# Goal of the exercise:
Reproduce, word for word, all of the records; the pictures stay out.

[Point-per-instance localization data]
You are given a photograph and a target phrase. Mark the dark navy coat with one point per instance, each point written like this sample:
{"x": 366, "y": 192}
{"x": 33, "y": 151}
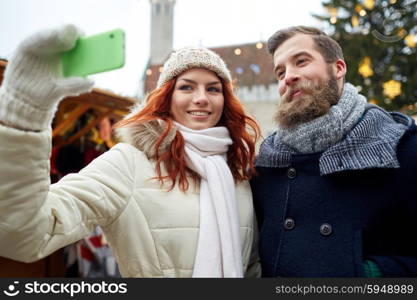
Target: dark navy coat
{"x": 314, "y": 225}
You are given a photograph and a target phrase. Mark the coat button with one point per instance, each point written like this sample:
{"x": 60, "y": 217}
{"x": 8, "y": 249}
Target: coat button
{"x": 291, "y": 173}
{"x": 289, "y": 223}
{"x": 326, "y": 229}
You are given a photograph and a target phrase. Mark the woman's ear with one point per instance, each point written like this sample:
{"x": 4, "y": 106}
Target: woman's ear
{"x": 340, "y": 69}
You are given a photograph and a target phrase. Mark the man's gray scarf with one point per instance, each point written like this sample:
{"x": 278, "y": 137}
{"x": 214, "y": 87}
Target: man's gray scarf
{"x": 325, "y": 131}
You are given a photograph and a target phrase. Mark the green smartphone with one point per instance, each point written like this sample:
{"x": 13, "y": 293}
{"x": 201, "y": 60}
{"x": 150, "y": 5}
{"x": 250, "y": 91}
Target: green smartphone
{"x": 95, "y": 54}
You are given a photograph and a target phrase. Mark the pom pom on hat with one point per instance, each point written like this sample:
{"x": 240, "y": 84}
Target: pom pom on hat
{"x": 193, "y": 57}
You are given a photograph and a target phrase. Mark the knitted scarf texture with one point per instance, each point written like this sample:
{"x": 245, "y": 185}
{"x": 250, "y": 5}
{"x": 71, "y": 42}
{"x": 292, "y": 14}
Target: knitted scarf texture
{"x": 219, "y": 252}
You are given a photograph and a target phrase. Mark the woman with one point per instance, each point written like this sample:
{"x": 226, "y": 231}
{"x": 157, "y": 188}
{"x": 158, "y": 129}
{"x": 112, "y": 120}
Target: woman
{"x": 166, "y": 199}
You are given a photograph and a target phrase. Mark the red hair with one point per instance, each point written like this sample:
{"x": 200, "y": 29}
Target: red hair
{"x": 243, "y": 130}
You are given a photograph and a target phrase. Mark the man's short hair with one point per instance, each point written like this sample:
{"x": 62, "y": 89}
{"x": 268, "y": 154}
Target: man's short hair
{"x": 328, "y": 47}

# Response box:
You are given a photograph and a target phrase. Mark the dark navy coat with one point per instance, each point written like this sample:
{"x": 366, "y": 192}
{"x": 33, "y": 151}
Target: dark navy coat
{"x": 314, "y": 225}
You are given a photograph and a target phrase. Mark the coat button with one point per instance, each point written like this sample:
{"x": 60, "y": 217}
{"x": 8, "y": 249}
Target: coat button
{"x": 291, "y": 173}
{"x": 289, "y": 223}
{"x": 326, "y": 229}
You are given a photograph and a target phrase. Mark the woman's ear with one point per instance, each point written like this sample:
{"x": 4, "y": 106}
Target: woman's ear
{"x": 340, "y": 69}
You are given a photograph and a target phrase. Mark the man's gray scarf with one point per instance, each point written like this sample:
{"x": 278, "y": 137}
{"x": 214, "y": 87}
Target: man's gray scarf
{"x": 325, "y": 131}
You are given a photograph and a target phrase. Mark the green smartphone with one point per instance, each point written like this sample:
{"x": 13, "y": 293}
{"x": 201, "y": 60}
{"x": 150, "y": 5}
{"x": 250, "y": 91}
Target: green smartphone
{"x": 95, "y": 54}
You are given a photograph and a target phrase. Mark the pom pom on hat with one point per instance, each point written like this sample:
{"x": 240, "y": 84}
Target: pom pom on hat
{"x": 193, "y": 57}
You are given a photograph and a target phrase. Mark the knitted scarf texture with one point per instance, each point written like this sample:
{"x": 245, "y": 185}
{"x": 250, "y": 5}
{"x": 71, "y": 42}
{"x": 292, "y": 14}
Target: knitted scarf texture
{"x": 219, "y": 252}
You are given a photograph and a target phrase. Mark the woman with one point per instance, each point written like this sample:
{"x": 226, "y": 231}
{"x": 157, "y": 188}
{"x": 158, "y": 129}
{"x": 112, "y": 120}
Target: woman
{"x": 166, "y": 199}
You are given a photograph and a target phrase. Mark the red hair with one point per instance, each point written like this sample:
{"x": 200, "y": 29}
Target: red hair
{"x": 243, "y": 130}
You are given a photograph and a target phrase. Mark the man's short hair with one point per instance, each point written like this sample:
{"x": 62, "y": 89}
{"x": 268, "y": 154}
Target: man's short hair
{"x": 328, "y": 47}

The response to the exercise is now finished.